====== Material provided ======

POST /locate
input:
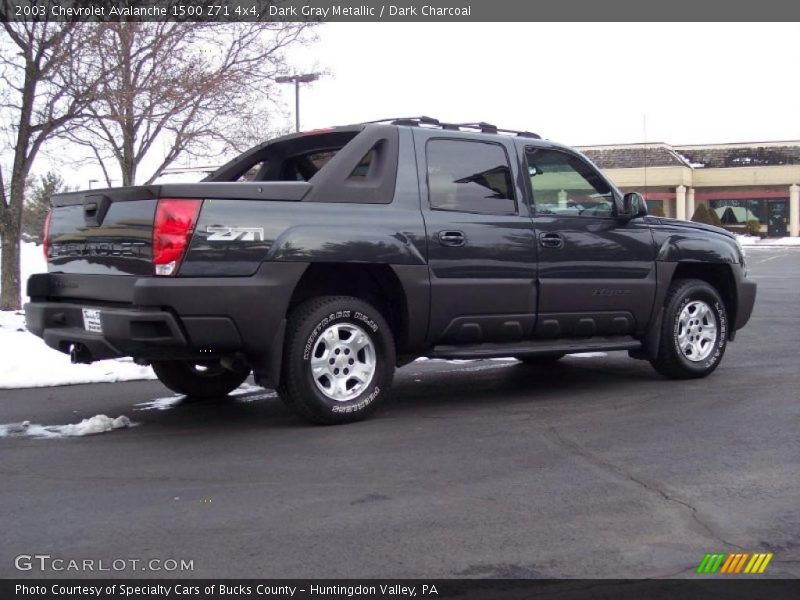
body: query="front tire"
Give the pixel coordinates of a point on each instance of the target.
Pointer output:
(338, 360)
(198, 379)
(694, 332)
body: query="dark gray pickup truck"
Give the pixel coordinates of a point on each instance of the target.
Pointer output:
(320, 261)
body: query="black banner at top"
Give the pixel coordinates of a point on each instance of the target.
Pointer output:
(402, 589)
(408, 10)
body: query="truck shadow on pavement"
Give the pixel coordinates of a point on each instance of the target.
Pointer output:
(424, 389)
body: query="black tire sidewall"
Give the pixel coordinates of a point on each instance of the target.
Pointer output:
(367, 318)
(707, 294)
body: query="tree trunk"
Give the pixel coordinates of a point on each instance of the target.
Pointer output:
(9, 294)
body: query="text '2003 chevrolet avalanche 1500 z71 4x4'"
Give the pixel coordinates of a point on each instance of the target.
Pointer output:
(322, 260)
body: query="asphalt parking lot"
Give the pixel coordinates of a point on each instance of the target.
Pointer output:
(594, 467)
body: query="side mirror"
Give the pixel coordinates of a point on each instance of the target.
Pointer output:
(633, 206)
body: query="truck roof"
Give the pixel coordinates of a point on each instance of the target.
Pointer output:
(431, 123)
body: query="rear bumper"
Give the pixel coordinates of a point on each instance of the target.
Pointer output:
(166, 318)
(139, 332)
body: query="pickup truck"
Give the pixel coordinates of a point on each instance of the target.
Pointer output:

======
====== Material provided ======

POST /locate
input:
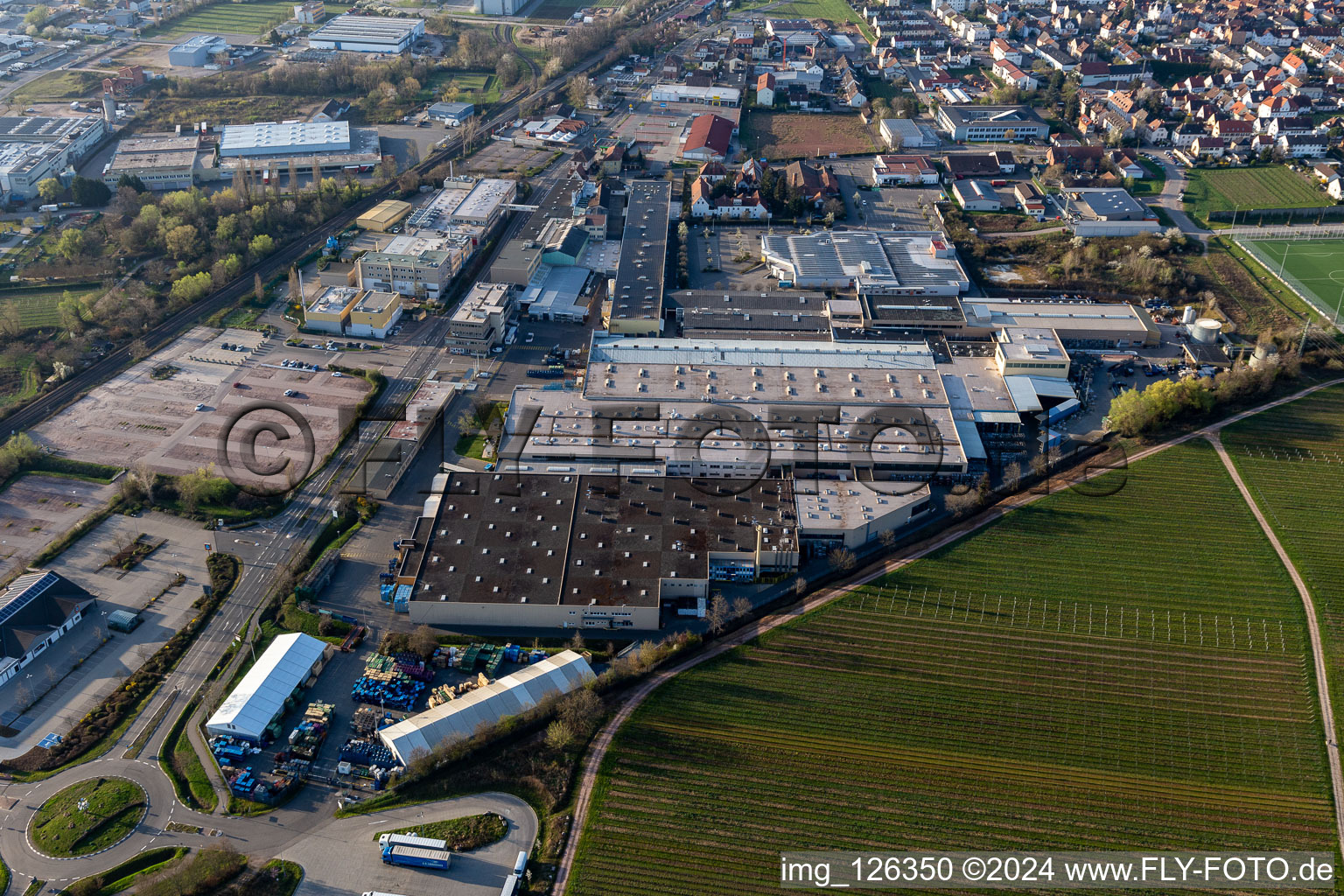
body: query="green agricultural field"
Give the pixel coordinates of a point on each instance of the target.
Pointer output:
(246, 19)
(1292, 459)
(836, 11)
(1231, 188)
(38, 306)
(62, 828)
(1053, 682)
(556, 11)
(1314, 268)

======

**Exercise**. All of the lines above that carry the string "tire" need to be found and copied.

**Result of this exercise**.
body: query="front tire"
body: query="black tire sidewall"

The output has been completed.